> **WHAT IS BEING ASKED**:
Render the lines below, from the line with "Mark the blue sky." up to and including the line with "left=0, top=66, right=67, bottom=99", as a Markdown table with two columns, Index and Text, numbering each line and omitting any blank lines.
#### TASK MATERIAL ####
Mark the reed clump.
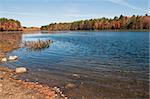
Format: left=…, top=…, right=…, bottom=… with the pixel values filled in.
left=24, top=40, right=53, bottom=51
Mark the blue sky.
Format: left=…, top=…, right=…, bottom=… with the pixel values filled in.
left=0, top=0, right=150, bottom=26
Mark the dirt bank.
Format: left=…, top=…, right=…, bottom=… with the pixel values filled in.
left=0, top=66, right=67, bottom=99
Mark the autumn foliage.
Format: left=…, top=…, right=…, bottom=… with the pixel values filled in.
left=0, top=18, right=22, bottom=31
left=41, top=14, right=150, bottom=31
####
#### TASK MATERIAL ####
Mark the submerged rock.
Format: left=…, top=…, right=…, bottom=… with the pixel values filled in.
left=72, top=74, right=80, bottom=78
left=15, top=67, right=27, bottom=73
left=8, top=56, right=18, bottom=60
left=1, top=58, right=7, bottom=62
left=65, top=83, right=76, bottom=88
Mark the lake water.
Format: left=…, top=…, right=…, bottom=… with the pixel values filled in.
####
> **RESPONSE**:
| Index | Text |
|---|---|
| 1 | Mark the blue sky. |
| 2 | Format: left=…, top=…, right=…, bottom=… with the pixel values filled in. |
| 3 | left=0, top=0, right=150, bottom=26 |
| 4 | Mark the dirt bank. |
| 5 | Format: left=…, top=…, right=…, bottom=… with the pixel values filled in. |
| 6 | left=0, top=66, right=67, bottom=99 |